Les échanges très constructifs qui se sont tenus en commission en octobre dernier ont permis de progresser sur nombre de ces points. Des avancées importantes ont été introduites dans le texte qui vous est soumis, concernant notamment la francisation et le jaugeage des navires, ainsi que le rôle d’équipage, outil remontant au début de notre marine et bien connu des marins mais qui, au fil du temps, avait perdu en cohérence et en efficacité. Derrière ces sujets, ce sont d’importantes modernisations administratives qui sont à l’oeuvre. Je vous demande donc d’appuyer la démarche de la proposition de loi.

Ce texte comporte aussi des dispositions visant à poursuivre la modernisation de la gouvernance de nos ports, sans bouleverser toutefois les équilibres issus de la dernière réforme portuaire. Je suis d’ailleurs heureux de vous annoncer que le Premier ministre vient de mandater six parlementaires en mission, répartis également entre majorité et opposition, pour élaborer au cours des six prochains mois des propositions concrètes en faveur du développement des axes situés dans l’hinterland de nos trois principales places portuaires : Le Havre, Marseille et Dunkerque. Dans le prolongement des projets stratégiques adoptés par les plus grands ports français, il s’agit de poursuivre le développement de la massification des flux, nécessaire pour que nos ports trouvent une place de premier plan dans le commerce mondial.

Permettez-moi d’insister sur cet aspect. Il serait très réducteur de n’envisager la question que sous l’angle du rapport des ports avec la mer. Car c’est le rapport des ports avec la terre, avec l’hinterland, qui est un des problèmes majeurs de la France. Nous devons garder à l’esprit la question des transports et de la massification. Depuis des décennies, on a trop souvent considéré les ports comme s’ils étaient des culs-de-sac, si vous me passez l’expression, et cette approche n’a pas permis leur développement. Pour s’en convaincre, il n’est que de considérer l’essor de certains ports de pays voisins. C’est tout l’enjeu des investissements importants que notre pays va effectuer.

D’autres dispositions visent à moderniser le régime d’emploi de nos marins et gens de mer. J’y suis favorable si elles permettent de donner un signal positif en termes d’emploi, ce qui ne doit toutefois pas conduire à dégrader le modèle social dont bénéficient nos marins. Il s’agit d’un point de vigilance essentiel à mes yeux.

**Données fournies**:

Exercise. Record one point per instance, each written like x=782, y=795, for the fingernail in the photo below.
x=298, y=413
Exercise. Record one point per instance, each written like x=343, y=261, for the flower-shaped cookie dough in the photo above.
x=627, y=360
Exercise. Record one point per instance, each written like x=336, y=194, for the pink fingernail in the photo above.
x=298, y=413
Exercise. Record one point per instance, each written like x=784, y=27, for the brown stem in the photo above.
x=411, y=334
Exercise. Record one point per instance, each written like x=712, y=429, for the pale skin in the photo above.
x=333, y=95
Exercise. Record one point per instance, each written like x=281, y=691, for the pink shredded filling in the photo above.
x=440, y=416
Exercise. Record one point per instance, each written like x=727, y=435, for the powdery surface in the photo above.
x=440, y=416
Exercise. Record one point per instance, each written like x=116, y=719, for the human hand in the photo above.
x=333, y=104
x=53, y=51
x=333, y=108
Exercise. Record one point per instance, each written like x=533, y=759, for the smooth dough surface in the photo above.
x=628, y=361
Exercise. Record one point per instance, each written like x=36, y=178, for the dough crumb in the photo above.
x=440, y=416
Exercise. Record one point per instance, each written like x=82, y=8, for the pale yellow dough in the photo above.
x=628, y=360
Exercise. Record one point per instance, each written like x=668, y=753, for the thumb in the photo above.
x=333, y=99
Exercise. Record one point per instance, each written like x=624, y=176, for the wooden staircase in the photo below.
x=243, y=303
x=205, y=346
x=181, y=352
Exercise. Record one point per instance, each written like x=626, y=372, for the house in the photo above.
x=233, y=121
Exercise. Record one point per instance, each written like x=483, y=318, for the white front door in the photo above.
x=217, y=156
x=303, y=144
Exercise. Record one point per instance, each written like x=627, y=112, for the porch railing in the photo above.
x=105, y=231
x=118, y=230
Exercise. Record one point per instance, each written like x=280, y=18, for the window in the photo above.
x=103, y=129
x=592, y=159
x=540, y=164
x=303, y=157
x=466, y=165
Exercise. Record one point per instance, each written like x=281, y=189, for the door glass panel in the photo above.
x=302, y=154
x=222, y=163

**Consigne**:
Répondez à ces questions d'après le texte sur les ports :
1. À quel moment ont eu lieu les échanges en commission ?
2. Combien de parlementaires le Premier ministre a-t-il chargés d'une mission ?
3. Quelles sont les trois principales places portuaires nommées ?

**Réponse**:
1. En octobre dernier.
2. Six.
3. Le Havre, Marseille et Dunkerque.